▶ **GIVEN PASSAGE**:
_ _ _
Reported historical utility-scale PV plant CAPEX (Bolinger and Seel 2016) is shown in box-and-whiskers format for comparison to the ATB current CAPEX estimates and future projections. Bolinger and Seel (2016) provide statistical representation of CAPEX for 89% of all utility-scale PV capacity.
PV pricing and capacities are quoted in kWDC (i.e., module rated capacity) unlike other generation technologies, which are quoted in kWAC. For PV, this would correspond to the combined rated capacity of all inverters. This is done because kWDC is the unit that the majority of the PV industry uses. Although costs are reported in kWDC, the total CAPEX includes the cost of the inverter, which has a capacity measured in kWAC.
CAPEX estimates for 2015 reflect continued rapid decline supported by analysis of recent power purchase agreement pricing (Bolinger and Seel 2016) for projects that will become operational in 2015 and beyond.
For illustration in the ATB, a representative utility-scale PV plant is shown. Although the PV technologies vary, typical plant costs are represented with a single estimate because the CAPEX does not vary with solar resource.
Although the technology market share may shift over time with new developments, the typical plant cost is represented with the projections above.
A system price of $2.01/WDC in 2015 represents the median price of a utility-scale PV system installed in 2015 as reported in Bolinger and Seel (2016) and adjusted to remove regional cost multipliers based on geographic location of projects installed in 2015. The $1.51/WDC price in 2016 is based on modeled pricing for one-axis tracking systems quoted in Q1 2016 as reported in Fu et al. (2016) and adjusted for inflation. These figures are in line with other estimated system prices reported in Feldman et al. (2016).
The Base Year CAPEX estimates should tend toward the low end of reported pricing because no regional impacts, time-lagged system prices, or spur line costs are included. These effects are represented in the historical market data.
For example, in 2014, the reported capacity-weighted average system price was higher than 80% of system prices in 2014 due to very large systems, with multi-year construction schedules, installed in that year. Developers of these large systems negotiated contracts and installed portions of their systems when module and other costs were higher.
Projections of future utility-scale PV plant CAPEX are based on 14 system price projections from 8 separate institutions with short-term projections made in the past six months and long-term projections made in the last three years. We adjusted the “min,” “median,” and “max” analyst forecasts in a few different ways. All 2015 pricing is based on the median utility-scale system price as reported in Utility-Scale Solar 2015 (Bolinger and Seel 2016) and adjusted by the ReEDS state-level capital cost multipliers to remove geographic price distortions from 2015 reported pricing. All 2016 pricing is based on the bottom-up benchmark analysis reported in U.S. Solar Photovoltaic System Cost Benchmark Q1 2016 (adjusted for inflation) (Fu et al. 2016). These figures are in line with other estimated system prices reported in Feldman et al. (2016).
_ _ _
▶ **DATA ENTRIES**:

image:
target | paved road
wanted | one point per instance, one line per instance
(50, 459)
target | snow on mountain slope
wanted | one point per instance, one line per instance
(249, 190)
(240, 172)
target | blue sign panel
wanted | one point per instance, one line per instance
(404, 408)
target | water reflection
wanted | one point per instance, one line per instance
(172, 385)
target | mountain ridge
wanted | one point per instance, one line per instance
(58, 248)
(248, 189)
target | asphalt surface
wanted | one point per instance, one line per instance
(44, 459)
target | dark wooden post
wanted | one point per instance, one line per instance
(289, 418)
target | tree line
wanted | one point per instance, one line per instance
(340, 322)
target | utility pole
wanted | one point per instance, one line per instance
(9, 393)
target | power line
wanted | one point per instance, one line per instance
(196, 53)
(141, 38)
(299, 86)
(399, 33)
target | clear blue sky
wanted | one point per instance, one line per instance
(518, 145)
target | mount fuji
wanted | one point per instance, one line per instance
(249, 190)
_ _ _
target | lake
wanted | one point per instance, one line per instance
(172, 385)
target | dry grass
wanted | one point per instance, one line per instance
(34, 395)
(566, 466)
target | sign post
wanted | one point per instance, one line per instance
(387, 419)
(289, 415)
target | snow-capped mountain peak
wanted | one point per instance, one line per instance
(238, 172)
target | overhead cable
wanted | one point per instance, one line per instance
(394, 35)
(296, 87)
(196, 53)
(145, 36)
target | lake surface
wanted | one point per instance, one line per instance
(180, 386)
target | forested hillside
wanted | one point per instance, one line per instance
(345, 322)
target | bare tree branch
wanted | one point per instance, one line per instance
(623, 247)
_ _ _
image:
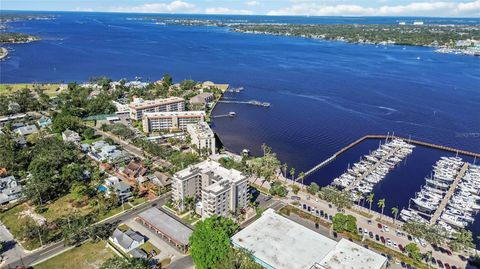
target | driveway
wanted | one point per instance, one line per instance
_ _ _
▶ **WHAT TO WORK ON**:
• A. In two sentences, summarize the passage on utility-scale PV plant costs above.
• B. List every source that the passage on utility-scale PV plant costs cites by author and year.
• C. Extract the section of the passage on utility-scale PV plant costs starting with "CAPEX estimates for" and going on through "the projections above.".

▶ **SOLUTIONS TO THE PROBLEMS**:
• A. Utility-scale PV plant CAPEX is quoted in kWDC, although the total includes inverters rated in kWAC, and the base-year prices of $2.01/WDC in 2015 and $1.51/WDC in 2016 come from Bolinger and Seel (2016) and Fu et al. (2016). Future CAPEX projections draw on 14 system price projections from 8 institutions, and the base-year estimates tend toward the low end of reported pricing because they leave out regional impacts, time-lagged system prices, and spur line costs.

• B.
Bolinger and Seel (2016)
Fu et al. (2016)
Feldman et al. (2016)

• C.
CAPEX estimates for 2015 reflect continued rapid decline supported by analysis of recent power purchase agreement pricing (Bolinger and Seel 2016) for projects that will become operational in 2015 and beyond.
For illustration in the ATB, a representative utility-scale PV plant is shown. Although the PV technologies vary, typical plant costs are represented with a single estimate because the CAPEX does not vary with solar resource.
Although the technology market share may shift over time with new developments, the typical plant cost is represented with the projections above.